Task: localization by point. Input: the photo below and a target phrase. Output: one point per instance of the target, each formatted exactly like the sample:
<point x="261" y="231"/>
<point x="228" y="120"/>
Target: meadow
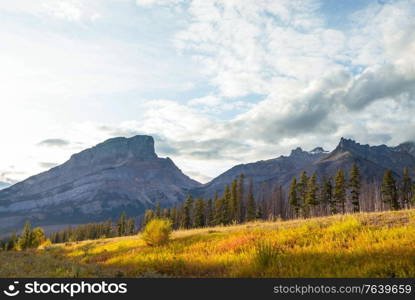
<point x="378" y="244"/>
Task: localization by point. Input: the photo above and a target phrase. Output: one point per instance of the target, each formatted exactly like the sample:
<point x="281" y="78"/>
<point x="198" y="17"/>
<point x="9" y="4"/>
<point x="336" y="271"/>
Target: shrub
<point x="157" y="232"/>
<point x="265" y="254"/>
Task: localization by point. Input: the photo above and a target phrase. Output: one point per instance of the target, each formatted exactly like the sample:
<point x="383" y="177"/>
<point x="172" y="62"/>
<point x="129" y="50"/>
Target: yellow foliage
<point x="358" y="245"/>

=======

Problem to solve
Write out the lines above as a JSON list of strings, one string per line, skipping any blank lines and leaving out the pictures.

Written solution
[
  "Task: localization by point. Input: the photo below and a target phrase. Output: one point per instance of the target, each formatted exactly like the sample:",
  "<point x=\"261\" y=\"231\"/>",
  "<point x=\"228\" y=\"120\"/>",
  "Target: meadow",
  "<point x=\"378\" y=\"244\"/>",
  "Task: localization by point. Input: the photo above and a target phrase. Output: one point per instance of the target, each formatted exactly like the sample:",
  "<point x=\"281\" y=\"78\"/>",
  "<point x=\"198\" y=\"17\"/>",
  "<point x=\"9\" y=\"4\"/>",
  "<point x=\"336\" y=\"271\"/>",
  "Target: shrub",
  "<point x=\"157\" y=\"232\"/>",
  "<point x=\"265\" y=\"254\"/>",
  "Task: localization by point. Input: the photo above and a target phrase. Output: one point per instance of the target, each formatted exactly like the sample:",
  "<point x=\"383\" y=\"177\"/>",
  "<point x=\"172\" y=\"62\"/>",
  "<point x=\"129\" y=\"50\"/>",
  "Target: yellow foliage",
  "<point x=\"358\" y=\"245\"/>"
]